»»
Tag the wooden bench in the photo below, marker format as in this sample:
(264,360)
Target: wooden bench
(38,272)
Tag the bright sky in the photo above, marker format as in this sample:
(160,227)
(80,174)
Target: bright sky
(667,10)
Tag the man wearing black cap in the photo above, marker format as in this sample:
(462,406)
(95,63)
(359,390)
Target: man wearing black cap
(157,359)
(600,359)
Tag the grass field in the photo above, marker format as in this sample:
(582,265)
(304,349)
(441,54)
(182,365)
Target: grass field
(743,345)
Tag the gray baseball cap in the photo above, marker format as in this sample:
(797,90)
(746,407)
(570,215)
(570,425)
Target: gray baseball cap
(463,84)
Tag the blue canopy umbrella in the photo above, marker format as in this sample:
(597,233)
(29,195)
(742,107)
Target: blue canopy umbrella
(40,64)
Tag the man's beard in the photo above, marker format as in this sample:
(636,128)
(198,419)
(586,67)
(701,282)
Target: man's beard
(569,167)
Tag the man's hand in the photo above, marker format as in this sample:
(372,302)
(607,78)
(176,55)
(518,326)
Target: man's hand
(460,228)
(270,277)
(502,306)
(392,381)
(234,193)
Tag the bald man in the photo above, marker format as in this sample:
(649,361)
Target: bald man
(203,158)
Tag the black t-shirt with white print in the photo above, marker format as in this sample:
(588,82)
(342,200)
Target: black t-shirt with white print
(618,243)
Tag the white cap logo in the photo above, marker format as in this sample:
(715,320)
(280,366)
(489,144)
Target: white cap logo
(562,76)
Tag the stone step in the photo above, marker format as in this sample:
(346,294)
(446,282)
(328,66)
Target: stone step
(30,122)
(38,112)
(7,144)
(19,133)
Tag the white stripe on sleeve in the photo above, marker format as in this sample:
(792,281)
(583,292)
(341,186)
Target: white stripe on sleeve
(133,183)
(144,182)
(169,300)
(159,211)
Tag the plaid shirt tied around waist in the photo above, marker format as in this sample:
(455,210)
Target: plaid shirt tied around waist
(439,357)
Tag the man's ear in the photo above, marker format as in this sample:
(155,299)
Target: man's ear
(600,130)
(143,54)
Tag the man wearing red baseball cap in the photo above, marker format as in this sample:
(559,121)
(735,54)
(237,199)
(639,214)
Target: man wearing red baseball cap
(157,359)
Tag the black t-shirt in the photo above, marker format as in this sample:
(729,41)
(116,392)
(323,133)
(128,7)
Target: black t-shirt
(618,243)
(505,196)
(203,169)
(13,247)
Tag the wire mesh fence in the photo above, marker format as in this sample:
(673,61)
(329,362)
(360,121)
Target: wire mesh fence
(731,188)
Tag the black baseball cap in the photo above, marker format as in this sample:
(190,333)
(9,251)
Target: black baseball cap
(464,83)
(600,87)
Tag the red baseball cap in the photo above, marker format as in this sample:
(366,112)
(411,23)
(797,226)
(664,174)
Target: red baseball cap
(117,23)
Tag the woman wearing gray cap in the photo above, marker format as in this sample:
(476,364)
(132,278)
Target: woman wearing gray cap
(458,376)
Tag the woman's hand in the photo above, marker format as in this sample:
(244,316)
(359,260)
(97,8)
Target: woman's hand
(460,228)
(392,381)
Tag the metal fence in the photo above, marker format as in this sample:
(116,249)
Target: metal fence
««
▶ Task instructions:
Please arrange the listing above as a Markdown table with two columns, No. and Entry. Give each non-blank line its own numbered row and leave out blank lines.

▶ Output of the task:
| No. | Entry |
|---|---|
| 1 | Tag the wooden bench in the photo below, marker format as in this sample: |
| 2 | (264,360) |
| 3 | Target: wooden bench |
| 4 | (38,272) |
| 5 | Tag the bright sky in the photo above, marker format as in this sample: |
| 6 | (160,227) |
| 7 | (80,174) |
| 8 | Target: bright sky |
| 9 | (667,10) |
| 10 | Tag the man wearing black cap in the photo above, marker format as in this sample: |
| 11 | (462,406) |
| 12 | (95,63) |
| 13 | (359,390) |
| 14 | Target: man wearing black cap |
| 15 | (157,359) |
| 16 | (600,359) |
| 17 | Tag the grass field in the photo above, marker format as in this sample: |
| 18 | (582,265) |
| 19 | (304,349) |
| 20 | (441,54) |
| 21 | (182,365) |
| 22 | Target: grass field |
| 23 | (743,345) |
| 24 | Tag the gray baseball cap in the photo above, marker format as in this sample: |
| 25 | (797,90) |
| 26 | (746,407) |
| 27 | (570,215) |
| 28 | (570,425) |
| 29 | Target: gray baseball cap |
| 30 | (463,84) |
| 31 | Tag the blue canopy umbrella in the photo above, marker format as in this sample: |
| 32 | (597,233) |
| 33 | (29,195) |
| 34 | (742,107) |
| 35 | Target: blue canopy umbrella |
| 36 | (40,64) |
| 37 | Tag the man's beard in the photo above, marker format as in this sample: |
| 38 | (636,128) |
| 39 | (198,419) |
| 40 | (586,67) |
| 41 | (701,282) |
| 42 | Target: man's beard |
| 43 | (569,167) |
| 44 | Tag the man's hand in the photo above, marker format as in this sample: |
| 45 | (372,302) |
| 46 | (607,78) |
| 47 | (176,55) |
| 48 | (518,326) |
| 49 | Target: man's hand |
| 50 | (460,228) |
| 51 | (270,277) |
| 52 | (502,306) |
| 53 | (392,381) |
| 54 | (234,193) |
| 55 | Tag the bald man in the photo above, marker format as in this sample: |
| 56 | (649,361) |
| 57 | Target: bald man |
| 58 | (203,158) |
| 59 | Tag the black t-shirt with white print in the photo above, marker format as in this sample: |
| 60 | (588,82) |
| 61 | (342,200) |
| 62 | Target: black t-shirt with white print |
| 63 | (618,243) |
| 64 | Tag the white cap logo in the photo above, marker format as in this sample: |
| 65 | (715,320) |
| 66 | (280,366) |
| 67 | (489,144) |
| 68 | Target: white cap logo |
| 69 | (562,76) |
| 70 | Tag the stone step in the photo above, marker format as in this sample: |
| 71 | (346,294) |
| 72 | (446,282) |
| 73 | (328,66) |
| 74 | Target: stone step |
| 75 | (30,122) |
| 76 | (38,112) |
| 77 | (7,144) |
| 78 | (19,133) |
| 79 | Tag the white stripe on sleeve in the photo above, marker format as in this sample: |
| 80 | (792,281) |
| 81 | (583,292) |
| 82 | (341,186) |
| 83 | Target: white stripe on sleeve |
| 84 | (133,183) |
| 85 | (144,182) |
| 86 | (169,300) |
| 87 | (159,211) |
| 88 | Tag the plaid shirt tied around waist in the photo above, marker format as in this sample: |
| 89 | (455,210) |
| 90 | Target: plaid shirt tied around waist |
| 91 | (439,357) |
| 92 | Tag the man's ear in the photo above, marker format as in this sample: |
| 93 | (155,299) |
| 94 | Target: man's ear |
| 95 | (600,130) |
| 96 | (143,54) |
| 97 | Tag the man wearing red baseball cap in the photo above, marker format as in this sample: |
| 98 | (559,121) |
| 99 | (735,54) |
| 100 | (237,199) |
| 101 | (639,214) |
| 102 | Target: man wearing red baseball cap |
| 103 | (157,359) |
| 104 | Tag the black t-shirt in the photo above, marker format as in this sample: |
| 105 | (729,41) |
| 106 | (116,392) |
| 107 | (323,133) |
| 108 | (128,7) |
| 109 | Target: black t-shirt |
| 110 | (618,243) |
| 111 | (505,196) |
| 112 | (203,169) |
| 113 | (13,247) |
| 114 | Tag the wire mesh fence in the photo above, marker format as in this sample: |
| 115 | (673,61) |
| 116 | (329,362) |
| 117 | (360,121) |
| 118 | Target: wire mesh fence |
| 119 | (731,188) |
| 120 | Tag the black baseball cap in the photo above, marker format as in this sample: |
| 121 | (190,333) |
| 122 | (9,251) |
| 123 | Target: black baseball cap |
| 124 | (464,83) |
| 125 | (600,87) |
| 126 | Tag the red baseball cap in the photo above, marker format as in this sample: |
| 127 | (366,112) |
| 128 | (411,23) |
| 129 | (797,226) |
| 130 | (664,174) |
| 131 | Target: red baseball cap |
| 132 | (117,23) |
| 133 | Tag the woman wearing gray cap in the photo above, marker format as in this sample: |
| 134 | (476,364) |
| 135 | (132,278) |
| 136 | Target: woman wearing gray cap |
| 137 | (458,376) |
| 138 | Tag the woman's hand in the photo above, marker format as in this sample: |
| 139 | (244,316) |
| 140 | (359,260) |
| 141 | (97,8) |
| 142 | Target: woman's hand |
| 143 | (460,228) |
| 144 | (392,381) |
| 145 | Tag the metal fence in the photo above, marker format as in this sample: |
| 146 | (116,249) |
| 147 | Target: metal fence |